### WHAT YOU HAVE TO DO
Swap "partially open" for "half-open" in the part of the rows that opens with the line containing "flower in the photo above." and closes with the end of the rows, and write out only that part with nothing else changed.
>> START MATERIAL SHOWN
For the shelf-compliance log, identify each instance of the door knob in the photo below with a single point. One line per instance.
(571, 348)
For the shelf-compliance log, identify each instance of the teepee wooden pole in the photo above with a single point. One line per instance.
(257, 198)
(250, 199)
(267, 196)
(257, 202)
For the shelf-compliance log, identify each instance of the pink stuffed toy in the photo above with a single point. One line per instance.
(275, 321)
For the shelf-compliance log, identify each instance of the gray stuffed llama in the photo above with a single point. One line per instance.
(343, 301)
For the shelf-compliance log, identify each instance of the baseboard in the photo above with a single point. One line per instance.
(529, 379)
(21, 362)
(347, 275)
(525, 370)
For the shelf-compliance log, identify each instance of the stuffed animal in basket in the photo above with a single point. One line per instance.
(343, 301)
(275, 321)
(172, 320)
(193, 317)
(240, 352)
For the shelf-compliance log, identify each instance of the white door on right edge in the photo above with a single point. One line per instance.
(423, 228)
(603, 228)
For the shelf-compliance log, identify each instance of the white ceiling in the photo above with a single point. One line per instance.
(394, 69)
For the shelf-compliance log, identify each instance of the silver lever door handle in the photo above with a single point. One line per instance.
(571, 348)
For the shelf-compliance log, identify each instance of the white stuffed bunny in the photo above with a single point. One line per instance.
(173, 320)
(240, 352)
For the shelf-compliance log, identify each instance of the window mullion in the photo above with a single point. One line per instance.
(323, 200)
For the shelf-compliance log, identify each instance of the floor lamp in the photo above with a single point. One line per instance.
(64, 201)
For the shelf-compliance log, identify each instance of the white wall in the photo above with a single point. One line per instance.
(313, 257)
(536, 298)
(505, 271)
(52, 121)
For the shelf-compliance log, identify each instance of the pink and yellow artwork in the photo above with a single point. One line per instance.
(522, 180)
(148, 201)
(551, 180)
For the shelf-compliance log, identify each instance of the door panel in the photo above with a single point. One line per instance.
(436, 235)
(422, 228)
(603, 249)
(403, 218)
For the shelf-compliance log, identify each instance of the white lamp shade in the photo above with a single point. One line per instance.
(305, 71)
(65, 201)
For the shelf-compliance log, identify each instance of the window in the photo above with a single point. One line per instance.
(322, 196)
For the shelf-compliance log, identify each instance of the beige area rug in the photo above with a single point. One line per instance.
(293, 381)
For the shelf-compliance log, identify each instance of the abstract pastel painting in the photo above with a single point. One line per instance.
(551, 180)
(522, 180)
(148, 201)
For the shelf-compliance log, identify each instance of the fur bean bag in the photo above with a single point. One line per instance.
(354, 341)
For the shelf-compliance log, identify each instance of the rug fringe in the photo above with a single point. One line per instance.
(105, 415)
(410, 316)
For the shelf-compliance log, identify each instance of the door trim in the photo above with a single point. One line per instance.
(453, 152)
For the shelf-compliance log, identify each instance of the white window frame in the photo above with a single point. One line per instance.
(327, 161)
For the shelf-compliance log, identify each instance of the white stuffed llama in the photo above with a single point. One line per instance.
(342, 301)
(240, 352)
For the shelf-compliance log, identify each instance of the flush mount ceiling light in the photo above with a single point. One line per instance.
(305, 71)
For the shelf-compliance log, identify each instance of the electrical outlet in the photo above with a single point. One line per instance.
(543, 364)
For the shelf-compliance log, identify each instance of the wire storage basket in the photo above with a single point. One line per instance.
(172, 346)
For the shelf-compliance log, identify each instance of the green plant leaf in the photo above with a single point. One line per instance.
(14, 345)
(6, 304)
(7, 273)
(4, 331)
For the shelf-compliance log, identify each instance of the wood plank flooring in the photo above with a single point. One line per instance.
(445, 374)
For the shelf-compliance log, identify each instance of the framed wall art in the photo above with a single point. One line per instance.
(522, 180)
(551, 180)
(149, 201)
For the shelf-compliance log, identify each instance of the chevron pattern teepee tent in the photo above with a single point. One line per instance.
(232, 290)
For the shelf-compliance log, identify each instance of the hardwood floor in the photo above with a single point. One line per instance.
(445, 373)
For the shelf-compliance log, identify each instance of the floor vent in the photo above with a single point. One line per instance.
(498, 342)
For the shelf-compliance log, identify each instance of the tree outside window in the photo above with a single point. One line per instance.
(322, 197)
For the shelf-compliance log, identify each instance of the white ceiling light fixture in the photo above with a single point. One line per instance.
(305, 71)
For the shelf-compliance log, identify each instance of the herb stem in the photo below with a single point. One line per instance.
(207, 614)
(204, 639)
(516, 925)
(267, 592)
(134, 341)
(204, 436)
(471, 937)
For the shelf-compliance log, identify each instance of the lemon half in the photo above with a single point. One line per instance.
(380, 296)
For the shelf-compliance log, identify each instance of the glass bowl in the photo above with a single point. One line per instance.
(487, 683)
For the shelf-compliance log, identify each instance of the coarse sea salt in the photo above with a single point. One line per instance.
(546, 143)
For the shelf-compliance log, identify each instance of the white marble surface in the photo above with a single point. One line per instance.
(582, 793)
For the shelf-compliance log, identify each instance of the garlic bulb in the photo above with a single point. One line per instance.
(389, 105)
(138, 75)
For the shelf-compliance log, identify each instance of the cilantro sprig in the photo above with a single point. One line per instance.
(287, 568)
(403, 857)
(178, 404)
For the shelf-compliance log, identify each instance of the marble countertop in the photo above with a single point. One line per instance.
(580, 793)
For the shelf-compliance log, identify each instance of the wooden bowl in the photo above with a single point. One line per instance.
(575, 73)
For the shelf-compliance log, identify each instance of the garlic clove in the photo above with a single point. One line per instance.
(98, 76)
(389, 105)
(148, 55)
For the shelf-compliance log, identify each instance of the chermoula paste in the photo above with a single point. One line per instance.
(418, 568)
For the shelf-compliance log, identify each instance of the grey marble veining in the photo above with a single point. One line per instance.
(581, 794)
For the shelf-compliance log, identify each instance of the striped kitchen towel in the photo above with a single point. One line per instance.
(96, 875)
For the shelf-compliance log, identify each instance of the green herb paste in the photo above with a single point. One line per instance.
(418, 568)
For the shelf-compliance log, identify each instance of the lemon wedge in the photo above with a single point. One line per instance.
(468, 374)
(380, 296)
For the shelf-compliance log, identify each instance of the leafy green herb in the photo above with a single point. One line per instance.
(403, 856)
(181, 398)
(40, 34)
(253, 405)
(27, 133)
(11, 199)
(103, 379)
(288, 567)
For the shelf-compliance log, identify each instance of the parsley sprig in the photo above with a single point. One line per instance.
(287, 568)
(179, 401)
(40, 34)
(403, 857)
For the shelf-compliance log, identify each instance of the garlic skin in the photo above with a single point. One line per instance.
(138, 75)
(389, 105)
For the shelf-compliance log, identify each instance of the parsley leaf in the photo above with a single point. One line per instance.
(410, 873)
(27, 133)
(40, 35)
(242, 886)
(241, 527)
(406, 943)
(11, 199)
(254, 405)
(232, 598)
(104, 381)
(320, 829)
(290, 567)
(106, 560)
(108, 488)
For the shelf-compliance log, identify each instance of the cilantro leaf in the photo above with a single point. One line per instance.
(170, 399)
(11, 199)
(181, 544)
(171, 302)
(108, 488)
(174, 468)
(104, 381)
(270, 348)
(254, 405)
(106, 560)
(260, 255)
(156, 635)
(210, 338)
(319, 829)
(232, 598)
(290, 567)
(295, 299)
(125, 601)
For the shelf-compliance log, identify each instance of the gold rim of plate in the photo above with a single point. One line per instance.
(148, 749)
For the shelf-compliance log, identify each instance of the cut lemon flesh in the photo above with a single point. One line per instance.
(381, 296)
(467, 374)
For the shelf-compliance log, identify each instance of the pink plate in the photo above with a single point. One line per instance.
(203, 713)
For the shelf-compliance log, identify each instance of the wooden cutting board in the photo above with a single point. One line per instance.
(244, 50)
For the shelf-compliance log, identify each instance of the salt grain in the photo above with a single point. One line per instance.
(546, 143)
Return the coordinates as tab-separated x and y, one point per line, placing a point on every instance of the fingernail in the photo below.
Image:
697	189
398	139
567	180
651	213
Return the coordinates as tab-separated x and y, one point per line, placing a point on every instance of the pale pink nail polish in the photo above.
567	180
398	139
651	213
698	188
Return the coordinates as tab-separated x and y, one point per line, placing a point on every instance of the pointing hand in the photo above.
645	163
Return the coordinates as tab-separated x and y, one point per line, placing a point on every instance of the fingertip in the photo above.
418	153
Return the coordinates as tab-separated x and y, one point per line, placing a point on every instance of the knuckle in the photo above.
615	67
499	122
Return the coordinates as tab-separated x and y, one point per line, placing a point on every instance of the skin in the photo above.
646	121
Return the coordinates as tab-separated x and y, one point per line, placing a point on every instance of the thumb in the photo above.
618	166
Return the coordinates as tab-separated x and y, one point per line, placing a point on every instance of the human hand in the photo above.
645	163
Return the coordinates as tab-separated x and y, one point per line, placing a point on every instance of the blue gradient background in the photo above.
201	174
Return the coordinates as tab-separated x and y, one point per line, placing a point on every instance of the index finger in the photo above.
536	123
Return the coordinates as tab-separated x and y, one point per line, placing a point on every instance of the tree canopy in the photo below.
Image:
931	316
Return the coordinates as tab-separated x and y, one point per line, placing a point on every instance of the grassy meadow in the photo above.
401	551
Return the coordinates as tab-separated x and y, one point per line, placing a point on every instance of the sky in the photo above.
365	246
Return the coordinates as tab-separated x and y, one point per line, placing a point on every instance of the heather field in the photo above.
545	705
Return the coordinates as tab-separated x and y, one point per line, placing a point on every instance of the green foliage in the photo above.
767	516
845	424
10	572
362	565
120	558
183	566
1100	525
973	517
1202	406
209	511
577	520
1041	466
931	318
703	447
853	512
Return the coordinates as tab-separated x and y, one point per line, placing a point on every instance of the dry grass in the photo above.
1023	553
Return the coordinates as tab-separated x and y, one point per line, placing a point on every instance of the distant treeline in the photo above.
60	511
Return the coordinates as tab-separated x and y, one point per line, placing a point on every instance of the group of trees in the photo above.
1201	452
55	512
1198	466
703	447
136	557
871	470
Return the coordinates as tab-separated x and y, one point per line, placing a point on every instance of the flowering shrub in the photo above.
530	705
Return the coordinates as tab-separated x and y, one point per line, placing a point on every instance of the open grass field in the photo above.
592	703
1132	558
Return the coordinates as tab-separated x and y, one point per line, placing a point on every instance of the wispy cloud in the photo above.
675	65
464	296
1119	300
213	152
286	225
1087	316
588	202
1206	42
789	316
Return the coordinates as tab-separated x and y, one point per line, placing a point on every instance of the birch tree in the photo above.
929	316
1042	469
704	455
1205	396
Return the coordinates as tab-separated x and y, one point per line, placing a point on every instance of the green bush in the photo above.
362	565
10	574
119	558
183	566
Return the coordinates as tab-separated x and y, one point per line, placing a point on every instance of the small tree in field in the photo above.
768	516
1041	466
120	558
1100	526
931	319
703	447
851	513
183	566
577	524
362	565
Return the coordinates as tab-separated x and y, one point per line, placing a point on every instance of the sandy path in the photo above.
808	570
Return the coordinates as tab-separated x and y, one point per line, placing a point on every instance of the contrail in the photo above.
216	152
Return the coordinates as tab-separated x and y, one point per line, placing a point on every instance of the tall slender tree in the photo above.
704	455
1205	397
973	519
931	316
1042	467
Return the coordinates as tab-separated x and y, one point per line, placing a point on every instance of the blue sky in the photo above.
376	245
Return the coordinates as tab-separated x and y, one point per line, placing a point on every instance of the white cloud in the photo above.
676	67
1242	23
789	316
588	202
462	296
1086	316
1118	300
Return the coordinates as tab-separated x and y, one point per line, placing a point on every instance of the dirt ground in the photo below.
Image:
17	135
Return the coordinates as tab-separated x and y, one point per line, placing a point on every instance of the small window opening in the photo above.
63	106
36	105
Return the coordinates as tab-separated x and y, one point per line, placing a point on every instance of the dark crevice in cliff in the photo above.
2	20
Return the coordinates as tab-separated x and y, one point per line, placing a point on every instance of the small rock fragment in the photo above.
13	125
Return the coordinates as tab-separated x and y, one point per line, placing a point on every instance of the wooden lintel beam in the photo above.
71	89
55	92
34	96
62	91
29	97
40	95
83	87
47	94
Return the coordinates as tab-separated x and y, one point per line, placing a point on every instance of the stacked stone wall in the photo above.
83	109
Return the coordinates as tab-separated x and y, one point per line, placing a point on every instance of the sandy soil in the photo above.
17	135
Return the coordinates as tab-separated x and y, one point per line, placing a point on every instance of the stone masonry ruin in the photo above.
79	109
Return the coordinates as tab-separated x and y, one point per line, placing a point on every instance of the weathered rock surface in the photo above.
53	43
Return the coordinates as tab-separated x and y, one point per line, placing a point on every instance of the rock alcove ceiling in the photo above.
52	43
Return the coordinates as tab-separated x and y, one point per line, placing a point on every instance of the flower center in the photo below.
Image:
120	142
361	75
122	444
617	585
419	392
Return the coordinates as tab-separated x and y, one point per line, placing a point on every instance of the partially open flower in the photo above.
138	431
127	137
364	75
>> END MATERIAL SHOWN
### SOLUTION TO THIS PROBLEM
Return the coordinates as tab-separated x and y, one point per line, placing a point on every instance of the half-open flower in the photo above.
138	431
127	137
364	75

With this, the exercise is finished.